Short problem:
Give each line of the material below, from the line containing "point: forehead |" through the final line, as a JSON list of strings with one string per line, leaving out blank lines.

--- Begin Extracted entries ---

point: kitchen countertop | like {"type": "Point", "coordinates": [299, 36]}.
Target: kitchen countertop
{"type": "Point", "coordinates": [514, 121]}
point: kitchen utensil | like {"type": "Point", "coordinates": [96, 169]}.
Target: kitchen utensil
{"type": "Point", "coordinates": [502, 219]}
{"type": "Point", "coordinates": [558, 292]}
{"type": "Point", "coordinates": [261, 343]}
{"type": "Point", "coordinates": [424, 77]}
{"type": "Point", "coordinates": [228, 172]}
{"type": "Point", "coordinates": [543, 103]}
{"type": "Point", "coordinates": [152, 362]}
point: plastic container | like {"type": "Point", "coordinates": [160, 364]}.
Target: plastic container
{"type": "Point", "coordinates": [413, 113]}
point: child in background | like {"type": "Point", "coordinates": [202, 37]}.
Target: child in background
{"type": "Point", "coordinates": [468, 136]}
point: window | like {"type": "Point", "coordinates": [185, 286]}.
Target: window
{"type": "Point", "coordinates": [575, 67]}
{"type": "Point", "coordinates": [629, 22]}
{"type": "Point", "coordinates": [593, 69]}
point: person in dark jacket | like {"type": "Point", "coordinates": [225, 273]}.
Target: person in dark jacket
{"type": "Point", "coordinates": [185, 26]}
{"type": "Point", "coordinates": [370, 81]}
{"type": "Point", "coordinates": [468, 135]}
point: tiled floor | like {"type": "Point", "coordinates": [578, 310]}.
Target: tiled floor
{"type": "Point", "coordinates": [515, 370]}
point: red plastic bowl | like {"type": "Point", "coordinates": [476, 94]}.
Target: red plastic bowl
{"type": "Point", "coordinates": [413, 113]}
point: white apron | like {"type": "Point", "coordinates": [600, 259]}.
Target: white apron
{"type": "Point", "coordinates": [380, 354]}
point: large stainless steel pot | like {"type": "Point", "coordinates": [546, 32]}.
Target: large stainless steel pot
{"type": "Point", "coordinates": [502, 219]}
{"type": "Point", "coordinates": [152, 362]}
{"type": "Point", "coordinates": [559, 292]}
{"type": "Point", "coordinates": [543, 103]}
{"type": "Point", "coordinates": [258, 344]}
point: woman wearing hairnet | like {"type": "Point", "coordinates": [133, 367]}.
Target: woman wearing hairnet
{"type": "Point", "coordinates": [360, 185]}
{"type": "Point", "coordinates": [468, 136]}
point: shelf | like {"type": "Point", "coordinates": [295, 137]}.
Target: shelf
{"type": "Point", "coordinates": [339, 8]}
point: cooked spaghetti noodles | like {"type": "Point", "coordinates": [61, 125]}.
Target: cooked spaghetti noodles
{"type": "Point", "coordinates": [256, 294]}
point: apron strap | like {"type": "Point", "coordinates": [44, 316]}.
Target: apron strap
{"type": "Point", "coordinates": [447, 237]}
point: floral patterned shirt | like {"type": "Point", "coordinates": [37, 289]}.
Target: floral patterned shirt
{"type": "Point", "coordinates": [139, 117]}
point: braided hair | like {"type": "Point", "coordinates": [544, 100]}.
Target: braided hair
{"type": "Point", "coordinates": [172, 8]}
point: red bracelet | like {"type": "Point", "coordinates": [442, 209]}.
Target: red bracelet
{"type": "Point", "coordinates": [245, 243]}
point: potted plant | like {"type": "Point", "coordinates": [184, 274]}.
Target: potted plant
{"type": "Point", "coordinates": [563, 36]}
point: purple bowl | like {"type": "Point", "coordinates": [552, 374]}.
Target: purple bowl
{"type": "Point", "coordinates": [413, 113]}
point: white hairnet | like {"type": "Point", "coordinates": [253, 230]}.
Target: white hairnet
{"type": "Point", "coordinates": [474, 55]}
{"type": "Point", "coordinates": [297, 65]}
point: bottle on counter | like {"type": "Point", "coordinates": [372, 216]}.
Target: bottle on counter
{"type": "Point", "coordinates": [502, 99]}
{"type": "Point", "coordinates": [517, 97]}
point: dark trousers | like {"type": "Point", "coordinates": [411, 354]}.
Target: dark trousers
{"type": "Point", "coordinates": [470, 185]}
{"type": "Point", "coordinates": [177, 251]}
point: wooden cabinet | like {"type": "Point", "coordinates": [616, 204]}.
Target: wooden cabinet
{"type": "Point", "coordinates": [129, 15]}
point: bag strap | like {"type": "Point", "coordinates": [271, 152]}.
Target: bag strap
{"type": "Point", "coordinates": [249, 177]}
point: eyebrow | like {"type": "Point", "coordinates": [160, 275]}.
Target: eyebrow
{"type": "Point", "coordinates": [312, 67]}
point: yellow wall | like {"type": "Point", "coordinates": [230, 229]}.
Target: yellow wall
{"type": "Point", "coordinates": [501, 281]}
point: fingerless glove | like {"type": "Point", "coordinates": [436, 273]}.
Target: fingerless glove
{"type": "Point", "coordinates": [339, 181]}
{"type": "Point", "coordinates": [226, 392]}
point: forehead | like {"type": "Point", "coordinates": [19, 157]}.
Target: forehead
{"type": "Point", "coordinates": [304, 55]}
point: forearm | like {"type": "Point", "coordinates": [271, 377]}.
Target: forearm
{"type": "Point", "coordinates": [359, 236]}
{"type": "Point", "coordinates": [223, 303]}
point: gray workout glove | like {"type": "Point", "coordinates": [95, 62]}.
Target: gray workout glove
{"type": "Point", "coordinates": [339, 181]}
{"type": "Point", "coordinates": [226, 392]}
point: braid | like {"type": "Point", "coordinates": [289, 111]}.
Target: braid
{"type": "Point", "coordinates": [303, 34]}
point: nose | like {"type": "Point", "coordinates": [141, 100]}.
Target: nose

--- End Extracted entries ---

Written answer:
[
  "point: forehead | like {\"type\": \"Point\", \"coordinates\": [19, 157]}.",
  "Target: forehead",
  "{\"type\": \"Point\", \"coordinates\": [304, 55]}",
  "point: forearm | like {\"type\": \"Point\", \"coordinates\": [271, 377]}.",
  "Target: forearm",
  "{\"type\": \"Point\", \"coordinates\": [359, 236]}",
  "{\"type\": \"Point\", \"coordinates\": [223, 303]}",
  "point: gray workout glove | like {\"type\": \"Point\", \"coordinates\": [95, 62]}.",
  "Target: gray workout glove",
  "{\"type\": \"Point\", \"coordinates\": [339, 181]}",
  "{\"type\": \"Point\", \"coordinates\": [226, 392]}",
  "point: braid | like {\"type\": \"Point\", \"coordinates\": [289, 111]}.",
  "Target: braid",
  "{\"type\": \"Point\", \"coordinates\": [303, 34]}",
  "point: nose | like {\"type\": \"Point\", \"coordinates\": [141, 100]}.",
  "Target: nose"
]